## Page text
Preventing Discoloration
Summer sun is great for a tan, but have you noticed your skin developing discoloration spots? You may have heard them referred to as sun spots, sun freckles, liver spots, pigmentation, hyperpigmentation, and/or age spots.
“When I was a child, I was always told liver spots are just something that happens to your skin when you age.” - Savannah, Social Media Marketer
Whether your skin is dark or fair, be UV aware. Unless you grew up wearing sunscreen all the time (not just when you went to the beach), you most likely have avoided sunscreen at all costs. Maybe it breaks you out, or you don’t like the feel or scent of it – don’t worry, I understand. I grew up in Australia where the tan-obsessed thrived. Any mention of SPF struck fear into our hearts because we thought we wouldn’t get a tan. I spent years baking in the sun and the best SPF I used was tanning oil – hey, it had 8 SPF at least! Years later, in my 60’s, I am living proof of passive sun exposure. My stomach is clear, not a spot in sight, whereas my chest and arms have gathered these “age spots” in droves. The majority of our lives are spent vertically, which directs the sun’s rays primarily to our head, shoulders, and chest – these are the main areas you will see damage from passive sun exposure, and is one of the reasons the myth of “liver spots are inevitable."
While these spots can show up over time, they actually are avoidable all together! These spots show up as a result of improper sun protection. The biggest aggressor to our skin in the summer is UV rays and passive sun exposure that contributes to a freckled appearance. Keep in mind that the closer you live to the equator, the more likely you are to see discoloration on your skin. This is because the earth’s position in relation to the sun affects the strength of the rays, in addition to the sun simply being more present on a day-to-day basis. For example, two of our staff members are Fitz 2 and 3, are around 27 years old, and did not grow up using sunscreen. Savannah lived in California and has sun spots all over the top half of her body (not her legs, which is what you would expect of passive sun exposure), whereas Eliza lived in Ukraine and does not have spots – but that’s not to say that she got off scot-free, either. We’ll dive into how to address discoloration on your skin later in the article.

## Data section
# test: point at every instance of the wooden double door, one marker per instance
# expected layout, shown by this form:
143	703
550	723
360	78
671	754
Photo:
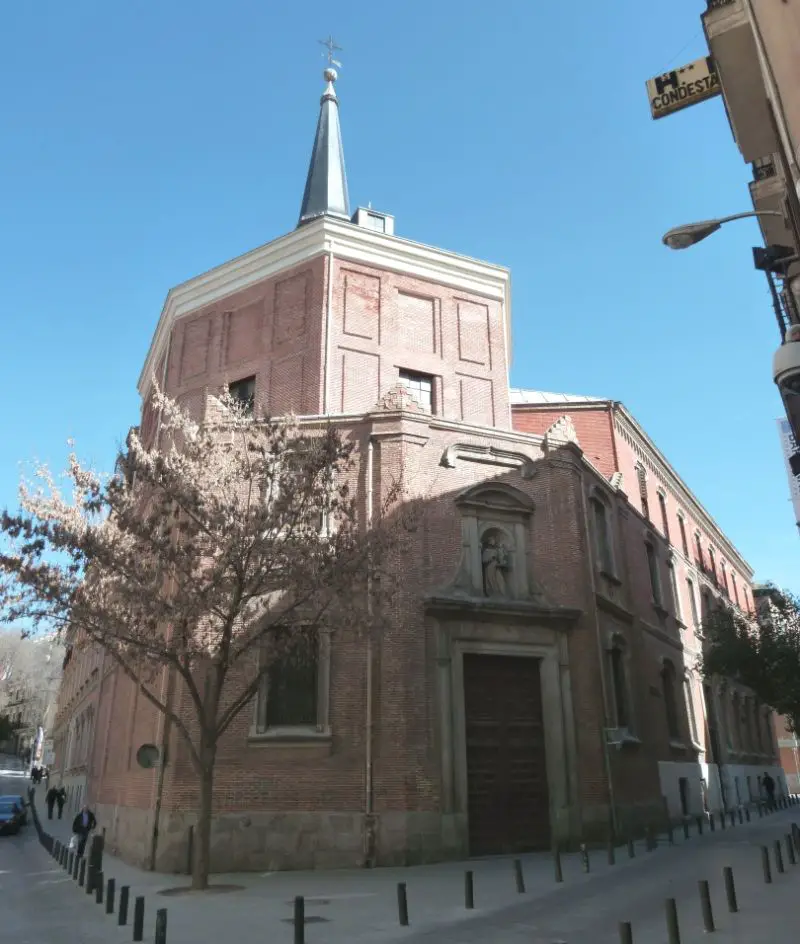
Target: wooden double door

...

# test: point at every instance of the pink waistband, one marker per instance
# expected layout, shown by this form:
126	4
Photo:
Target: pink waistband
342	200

---

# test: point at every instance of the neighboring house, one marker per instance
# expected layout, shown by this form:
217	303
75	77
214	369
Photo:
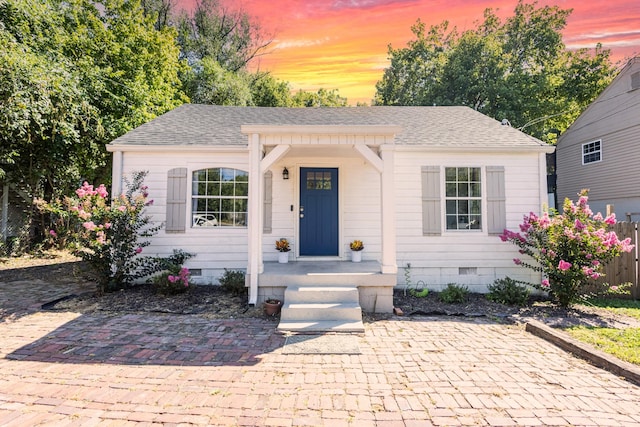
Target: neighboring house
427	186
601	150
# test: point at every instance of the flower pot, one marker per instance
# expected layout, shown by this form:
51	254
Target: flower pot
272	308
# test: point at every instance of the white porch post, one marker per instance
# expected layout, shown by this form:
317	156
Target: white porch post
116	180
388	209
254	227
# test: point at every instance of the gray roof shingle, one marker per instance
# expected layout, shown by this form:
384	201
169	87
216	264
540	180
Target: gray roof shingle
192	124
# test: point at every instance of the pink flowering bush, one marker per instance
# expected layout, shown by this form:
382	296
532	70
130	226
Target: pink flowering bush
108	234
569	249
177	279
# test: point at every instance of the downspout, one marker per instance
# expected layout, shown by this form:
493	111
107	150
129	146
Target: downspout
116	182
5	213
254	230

## Work order A
According to the text on preventing discoloration, which parts of the body receive most of the sun's rays because people spend most of their lives upright?
## Work order B
Repeat the portion of the text on preventing discoloration between "Preventing Discoloration" and "and/or age spots.", inclusive.

## Written reply A
The head, shoulders, and chest.

## Written reply B
Preventing Discoloration
Summer sun is great for a tan, but have you noticed your skin developing discoloration spots? You may have heard them referred to as sun spots, sun freckles, liver spots, pigmentation, hyperpigmentation, and/or age spots.